## Start
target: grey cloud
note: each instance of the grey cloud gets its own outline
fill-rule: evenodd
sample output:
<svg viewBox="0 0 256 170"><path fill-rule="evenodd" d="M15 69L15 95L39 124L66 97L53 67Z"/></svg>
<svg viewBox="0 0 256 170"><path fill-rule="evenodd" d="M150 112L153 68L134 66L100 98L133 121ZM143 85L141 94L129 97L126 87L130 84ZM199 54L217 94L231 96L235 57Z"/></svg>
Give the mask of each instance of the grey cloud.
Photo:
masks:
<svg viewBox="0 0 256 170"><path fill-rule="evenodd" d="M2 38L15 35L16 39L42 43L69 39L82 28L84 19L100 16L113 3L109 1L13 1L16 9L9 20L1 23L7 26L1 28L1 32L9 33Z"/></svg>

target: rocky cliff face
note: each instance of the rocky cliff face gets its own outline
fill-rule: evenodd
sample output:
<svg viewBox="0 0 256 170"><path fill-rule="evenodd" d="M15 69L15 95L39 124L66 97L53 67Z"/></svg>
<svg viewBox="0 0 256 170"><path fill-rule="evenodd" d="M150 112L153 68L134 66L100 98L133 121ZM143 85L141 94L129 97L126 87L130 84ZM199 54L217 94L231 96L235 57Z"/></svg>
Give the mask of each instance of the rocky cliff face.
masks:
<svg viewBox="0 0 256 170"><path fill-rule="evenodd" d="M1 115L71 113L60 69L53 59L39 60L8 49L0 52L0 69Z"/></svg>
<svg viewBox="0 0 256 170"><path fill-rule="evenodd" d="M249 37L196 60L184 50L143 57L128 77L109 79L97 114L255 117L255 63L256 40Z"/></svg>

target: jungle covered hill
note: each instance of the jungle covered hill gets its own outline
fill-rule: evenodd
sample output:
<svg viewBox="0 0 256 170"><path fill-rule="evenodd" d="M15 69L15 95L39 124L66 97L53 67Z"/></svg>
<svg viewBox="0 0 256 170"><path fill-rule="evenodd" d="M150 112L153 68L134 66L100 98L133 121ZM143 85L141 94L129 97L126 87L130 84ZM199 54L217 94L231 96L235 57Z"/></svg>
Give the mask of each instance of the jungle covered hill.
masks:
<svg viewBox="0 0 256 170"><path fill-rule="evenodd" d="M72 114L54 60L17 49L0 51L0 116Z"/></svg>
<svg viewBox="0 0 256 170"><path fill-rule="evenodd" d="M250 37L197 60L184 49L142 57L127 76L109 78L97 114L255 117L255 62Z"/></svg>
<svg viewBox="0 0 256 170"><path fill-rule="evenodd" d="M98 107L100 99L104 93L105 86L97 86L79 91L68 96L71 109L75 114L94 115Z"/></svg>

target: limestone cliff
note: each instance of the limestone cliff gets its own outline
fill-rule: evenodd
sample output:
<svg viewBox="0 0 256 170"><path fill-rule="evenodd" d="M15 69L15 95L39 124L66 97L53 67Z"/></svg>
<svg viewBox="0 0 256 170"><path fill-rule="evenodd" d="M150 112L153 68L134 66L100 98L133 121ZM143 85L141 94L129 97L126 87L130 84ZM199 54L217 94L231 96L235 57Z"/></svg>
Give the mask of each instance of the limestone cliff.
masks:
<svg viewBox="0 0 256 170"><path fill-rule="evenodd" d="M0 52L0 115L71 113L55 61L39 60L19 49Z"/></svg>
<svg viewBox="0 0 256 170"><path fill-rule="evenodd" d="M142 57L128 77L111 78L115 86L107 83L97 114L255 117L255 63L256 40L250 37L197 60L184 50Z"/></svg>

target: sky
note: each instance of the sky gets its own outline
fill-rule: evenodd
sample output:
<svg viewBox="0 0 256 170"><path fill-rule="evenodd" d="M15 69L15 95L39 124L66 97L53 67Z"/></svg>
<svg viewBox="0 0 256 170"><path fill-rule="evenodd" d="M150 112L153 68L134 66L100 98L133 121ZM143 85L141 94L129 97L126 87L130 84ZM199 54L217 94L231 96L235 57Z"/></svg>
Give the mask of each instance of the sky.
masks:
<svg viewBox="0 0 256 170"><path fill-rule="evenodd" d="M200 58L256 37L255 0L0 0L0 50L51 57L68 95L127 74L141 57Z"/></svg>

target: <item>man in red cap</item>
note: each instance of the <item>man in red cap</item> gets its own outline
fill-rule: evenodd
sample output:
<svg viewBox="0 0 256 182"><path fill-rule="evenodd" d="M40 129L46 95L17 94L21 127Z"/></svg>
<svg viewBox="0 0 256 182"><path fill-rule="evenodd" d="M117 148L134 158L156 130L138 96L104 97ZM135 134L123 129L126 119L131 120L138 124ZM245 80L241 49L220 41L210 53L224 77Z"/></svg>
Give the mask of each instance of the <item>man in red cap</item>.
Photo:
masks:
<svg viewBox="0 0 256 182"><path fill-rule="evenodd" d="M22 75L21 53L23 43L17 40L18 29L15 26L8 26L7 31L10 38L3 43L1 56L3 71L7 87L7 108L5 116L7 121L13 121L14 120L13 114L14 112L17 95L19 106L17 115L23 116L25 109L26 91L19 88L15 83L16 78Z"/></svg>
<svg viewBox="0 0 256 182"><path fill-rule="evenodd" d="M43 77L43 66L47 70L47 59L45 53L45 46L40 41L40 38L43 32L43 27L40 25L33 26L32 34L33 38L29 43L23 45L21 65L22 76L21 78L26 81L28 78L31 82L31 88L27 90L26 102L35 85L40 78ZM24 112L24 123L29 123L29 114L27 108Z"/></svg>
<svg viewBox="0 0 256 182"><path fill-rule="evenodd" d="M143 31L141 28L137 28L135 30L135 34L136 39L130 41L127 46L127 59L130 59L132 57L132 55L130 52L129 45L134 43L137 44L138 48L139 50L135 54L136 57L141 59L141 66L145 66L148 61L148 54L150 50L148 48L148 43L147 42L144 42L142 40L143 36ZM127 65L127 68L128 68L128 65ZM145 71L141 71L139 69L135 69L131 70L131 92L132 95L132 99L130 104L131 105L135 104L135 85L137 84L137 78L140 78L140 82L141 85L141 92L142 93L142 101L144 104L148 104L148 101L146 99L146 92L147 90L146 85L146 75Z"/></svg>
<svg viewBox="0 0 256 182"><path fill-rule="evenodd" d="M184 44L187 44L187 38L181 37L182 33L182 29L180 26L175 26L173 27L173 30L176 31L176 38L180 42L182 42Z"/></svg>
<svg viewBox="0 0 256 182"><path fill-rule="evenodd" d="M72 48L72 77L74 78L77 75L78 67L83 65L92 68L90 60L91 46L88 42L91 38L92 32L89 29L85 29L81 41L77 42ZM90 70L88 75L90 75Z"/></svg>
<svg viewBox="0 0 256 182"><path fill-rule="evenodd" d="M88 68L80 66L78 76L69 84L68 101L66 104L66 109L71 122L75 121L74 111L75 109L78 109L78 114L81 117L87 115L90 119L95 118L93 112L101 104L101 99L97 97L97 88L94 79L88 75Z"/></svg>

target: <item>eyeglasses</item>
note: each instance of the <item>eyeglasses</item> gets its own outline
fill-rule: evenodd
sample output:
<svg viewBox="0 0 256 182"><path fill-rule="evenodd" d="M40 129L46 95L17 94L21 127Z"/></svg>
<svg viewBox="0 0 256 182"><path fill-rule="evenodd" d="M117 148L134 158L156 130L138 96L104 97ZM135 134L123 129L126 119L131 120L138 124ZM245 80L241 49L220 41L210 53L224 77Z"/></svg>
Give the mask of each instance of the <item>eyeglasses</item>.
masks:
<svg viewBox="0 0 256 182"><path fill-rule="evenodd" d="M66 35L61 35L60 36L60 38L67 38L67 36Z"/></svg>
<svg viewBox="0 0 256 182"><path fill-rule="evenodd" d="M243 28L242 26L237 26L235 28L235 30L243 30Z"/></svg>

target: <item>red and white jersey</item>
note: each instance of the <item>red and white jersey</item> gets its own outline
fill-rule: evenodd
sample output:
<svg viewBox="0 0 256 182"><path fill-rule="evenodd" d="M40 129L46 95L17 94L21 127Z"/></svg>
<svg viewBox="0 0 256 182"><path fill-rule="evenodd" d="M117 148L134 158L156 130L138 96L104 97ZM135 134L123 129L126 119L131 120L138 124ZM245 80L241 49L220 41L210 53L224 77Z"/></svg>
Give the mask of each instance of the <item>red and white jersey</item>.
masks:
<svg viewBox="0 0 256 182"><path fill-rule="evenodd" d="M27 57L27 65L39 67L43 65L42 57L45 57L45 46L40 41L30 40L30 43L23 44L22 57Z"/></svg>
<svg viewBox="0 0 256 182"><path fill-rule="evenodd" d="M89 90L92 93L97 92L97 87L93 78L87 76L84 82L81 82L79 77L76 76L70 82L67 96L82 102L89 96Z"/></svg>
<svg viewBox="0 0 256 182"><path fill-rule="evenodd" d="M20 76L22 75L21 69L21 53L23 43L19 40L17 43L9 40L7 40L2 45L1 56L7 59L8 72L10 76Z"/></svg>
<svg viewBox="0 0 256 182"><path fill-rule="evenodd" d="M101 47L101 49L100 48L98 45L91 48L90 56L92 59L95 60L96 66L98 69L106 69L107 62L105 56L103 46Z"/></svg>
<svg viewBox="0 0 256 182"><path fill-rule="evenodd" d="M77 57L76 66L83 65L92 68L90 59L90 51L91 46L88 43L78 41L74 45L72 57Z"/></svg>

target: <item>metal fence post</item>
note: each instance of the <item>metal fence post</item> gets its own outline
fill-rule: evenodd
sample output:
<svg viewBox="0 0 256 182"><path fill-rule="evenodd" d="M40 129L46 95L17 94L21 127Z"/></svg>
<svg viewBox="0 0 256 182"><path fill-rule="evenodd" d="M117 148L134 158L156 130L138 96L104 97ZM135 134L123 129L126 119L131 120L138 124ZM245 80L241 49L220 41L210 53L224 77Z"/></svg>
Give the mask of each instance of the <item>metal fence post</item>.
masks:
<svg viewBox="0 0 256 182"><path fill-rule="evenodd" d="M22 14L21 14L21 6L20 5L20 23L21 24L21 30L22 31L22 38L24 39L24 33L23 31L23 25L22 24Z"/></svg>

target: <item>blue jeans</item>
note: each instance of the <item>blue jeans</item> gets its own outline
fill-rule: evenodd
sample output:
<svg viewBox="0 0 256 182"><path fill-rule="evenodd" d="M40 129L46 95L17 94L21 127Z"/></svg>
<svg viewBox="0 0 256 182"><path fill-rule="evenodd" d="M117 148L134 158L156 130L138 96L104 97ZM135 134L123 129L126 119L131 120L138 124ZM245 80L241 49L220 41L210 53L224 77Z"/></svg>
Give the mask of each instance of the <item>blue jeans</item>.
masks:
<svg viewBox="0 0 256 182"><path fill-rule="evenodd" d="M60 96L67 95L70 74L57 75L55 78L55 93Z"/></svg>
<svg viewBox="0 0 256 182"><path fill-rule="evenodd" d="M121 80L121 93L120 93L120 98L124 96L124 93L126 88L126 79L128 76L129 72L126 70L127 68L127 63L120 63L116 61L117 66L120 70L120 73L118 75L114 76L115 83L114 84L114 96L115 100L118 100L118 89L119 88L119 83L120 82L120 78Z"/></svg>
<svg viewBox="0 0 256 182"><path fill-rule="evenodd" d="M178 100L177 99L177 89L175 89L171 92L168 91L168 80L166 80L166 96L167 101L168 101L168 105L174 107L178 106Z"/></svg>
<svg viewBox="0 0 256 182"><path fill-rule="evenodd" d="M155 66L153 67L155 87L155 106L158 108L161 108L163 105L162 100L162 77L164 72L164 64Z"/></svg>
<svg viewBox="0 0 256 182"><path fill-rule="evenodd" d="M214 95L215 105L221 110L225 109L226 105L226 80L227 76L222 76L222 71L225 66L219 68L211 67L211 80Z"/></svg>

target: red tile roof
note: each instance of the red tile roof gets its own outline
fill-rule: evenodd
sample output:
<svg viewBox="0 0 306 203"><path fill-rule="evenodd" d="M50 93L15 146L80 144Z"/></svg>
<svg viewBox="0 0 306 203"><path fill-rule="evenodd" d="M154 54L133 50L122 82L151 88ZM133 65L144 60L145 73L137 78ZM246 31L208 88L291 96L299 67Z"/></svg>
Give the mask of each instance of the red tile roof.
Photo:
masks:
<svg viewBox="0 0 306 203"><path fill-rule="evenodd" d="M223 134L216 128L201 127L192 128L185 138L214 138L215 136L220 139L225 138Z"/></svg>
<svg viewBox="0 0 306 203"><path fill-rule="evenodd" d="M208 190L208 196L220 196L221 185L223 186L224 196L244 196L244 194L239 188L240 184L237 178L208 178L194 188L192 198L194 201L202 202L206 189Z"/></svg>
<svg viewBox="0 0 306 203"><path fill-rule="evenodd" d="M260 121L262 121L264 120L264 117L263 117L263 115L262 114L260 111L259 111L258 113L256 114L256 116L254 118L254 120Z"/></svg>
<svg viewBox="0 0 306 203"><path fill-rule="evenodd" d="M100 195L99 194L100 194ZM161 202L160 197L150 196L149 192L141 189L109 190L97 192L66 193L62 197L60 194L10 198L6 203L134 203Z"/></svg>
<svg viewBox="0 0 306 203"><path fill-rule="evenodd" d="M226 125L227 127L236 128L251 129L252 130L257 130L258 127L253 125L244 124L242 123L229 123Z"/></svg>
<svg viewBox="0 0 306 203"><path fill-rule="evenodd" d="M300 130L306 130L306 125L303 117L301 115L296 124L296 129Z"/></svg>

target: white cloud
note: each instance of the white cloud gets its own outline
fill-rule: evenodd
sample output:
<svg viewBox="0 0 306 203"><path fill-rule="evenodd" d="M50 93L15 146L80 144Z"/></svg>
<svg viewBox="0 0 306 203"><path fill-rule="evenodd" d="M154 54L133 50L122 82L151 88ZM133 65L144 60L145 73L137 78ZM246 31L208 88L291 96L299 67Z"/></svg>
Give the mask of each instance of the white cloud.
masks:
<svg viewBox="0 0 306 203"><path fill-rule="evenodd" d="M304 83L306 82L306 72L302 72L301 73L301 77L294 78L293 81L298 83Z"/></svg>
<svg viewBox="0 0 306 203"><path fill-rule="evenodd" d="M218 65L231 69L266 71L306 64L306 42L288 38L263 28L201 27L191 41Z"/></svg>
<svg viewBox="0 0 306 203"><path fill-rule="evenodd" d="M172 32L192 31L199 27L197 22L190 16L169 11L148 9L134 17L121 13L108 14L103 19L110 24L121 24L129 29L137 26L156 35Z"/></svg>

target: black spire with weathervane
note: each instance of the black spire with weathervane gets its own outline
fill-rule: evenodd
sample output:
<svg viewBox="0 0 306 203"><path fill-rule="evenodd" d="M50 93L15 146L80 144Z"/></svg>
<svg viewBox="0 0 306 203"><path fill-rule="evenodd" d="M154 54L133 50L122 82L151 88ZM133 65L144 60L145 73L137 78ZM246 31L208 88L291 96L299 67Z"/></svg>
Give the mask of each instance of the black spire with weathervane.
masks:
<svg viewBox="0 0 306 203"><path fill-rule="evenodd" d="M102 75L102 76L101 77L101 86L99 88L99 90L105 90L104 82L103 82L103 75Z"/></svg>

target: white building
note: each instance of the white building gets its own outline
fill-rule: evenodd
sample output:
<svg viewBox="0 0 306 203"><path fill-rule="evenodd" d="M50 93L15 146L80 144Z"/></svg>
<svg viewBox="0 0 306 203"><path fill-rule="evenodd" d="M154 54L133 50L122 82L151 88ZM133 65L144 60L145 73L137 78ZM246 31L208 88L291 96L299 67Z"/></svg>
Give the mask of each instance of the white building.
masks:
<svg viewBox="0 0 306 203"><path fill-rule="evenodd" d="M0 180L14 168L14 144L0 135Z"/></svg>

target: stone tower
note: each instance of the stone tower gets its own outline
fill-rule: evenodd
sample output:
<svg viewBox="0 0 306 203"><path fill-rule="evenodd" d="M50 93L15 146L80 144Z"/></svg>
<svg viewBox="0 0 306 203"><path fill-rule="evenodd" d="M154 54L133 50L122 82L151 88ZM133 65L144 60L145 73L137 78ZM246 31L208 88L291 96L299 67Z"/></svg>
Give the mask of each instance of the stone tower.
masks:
## End
#### What is asked
Return the lines exactly as they appear, everything from the first line down to the line containing "107L100 99L104 93L105", with both of those lines included.

#### Written solution
target: grey cloud
note: each instance of the grey cloud gets its own outline
fill-rule: evenodd
sample output:
<svg viewBox="0 0 256 170"><path fill-rule="evenodd" d="M15 69L15 95L39 124L66 97L53 67Z"/></svg>
<svg viewBox="0 0 256 170"><path fill-rule="evenodd" d="M150 112L153 68L134 66L100 98L133 121ZM143 85L141 94L129 97L126 87L130 84ZM199 54L217 94L231 96L235 57Z"/></svg>
Give the mask of each instance of the grey cloud.
Photo:
masks:
<svg viewBox="0 0 256 170"><path fill-rule="evenodd" d="M2 38L15 35L16 39L42 43L69 39L82 28L84 19L100 16L113 3L109 1L13 1L16 9L9 20L1 23L7 26L1 28L1 32L9 33Z"/></svg>

target: rocky cliff face
note: each instance of the rocky cliff face gets its own outline
fill-rule: evenodd
sample output:
<svg viewBox="0 0 256 170"><path fill-rule="evenodd" d="M15 69L15 95L39 124L66 97L53 67Z"/></svg>
<svg viewBox="0 0 256 170"><path fill-rule="evenodd" d="M150 112L153 68L134 66L100 98L133 121ZM143 85L141 94L129 97L126 87L130 84ZM199 54L217 94L231 96L235 57Z"/></svg>
Give the mask of each instance of the rocky cliff face.
masks:
<svg viewBox="0 0 256 170"><path fill-rule="evenodd" d="M1 115L71 113L60 69L53 59L39 60L8 49L0 52L0 69Z"/></svg>
<svg viewBox="0 0 256 170"><path fill-rule="evenodd" d="M249 37L196 60L184 50L143 57L128 77L109 79L97 114L255 117L255 63L256 40Z"/></svg>

target: jungle covered hill
note: each instance of the jungle covered hill gets its own outline
fill-rule: evenodd
sample output:
<svg viewBox="0 0 256 170"><path fill-rule="evenodd" d="M15 69L15 95L39 124L66 97L53 67Z"/></svg>
<svg viewBox="0 0 256 170"><path fill-rule="evenodd" d="M150 112L153 68L134 66L100 98L133 121ZM143 85L141 94L129 97L126 87L130 84ZM199 54L217 94L231 96L235 57Z"/></svg>
Give the mask of each instance of the jungle covered hill.
masks:
<svg viewBox="0 0 256 170"><path fill-rule="evenodd" d="M72 114L54 60L17 49L0 51L0 116Z"/></svg>
<svg viewBox="0 0 256 170"><path fill-rule="evenodd" d="M250 37L197 60L184 49L142 57L127 76L109 78L97 114L255 117L255 62Z"/></svg>
<svg viewBox="0 0 256 170"><path fill-rule="evenodd" d="M98 107L100 99L104 93L105 86L97 86L79 91L68 96L71 109L75 114L94 115Z"/></svg>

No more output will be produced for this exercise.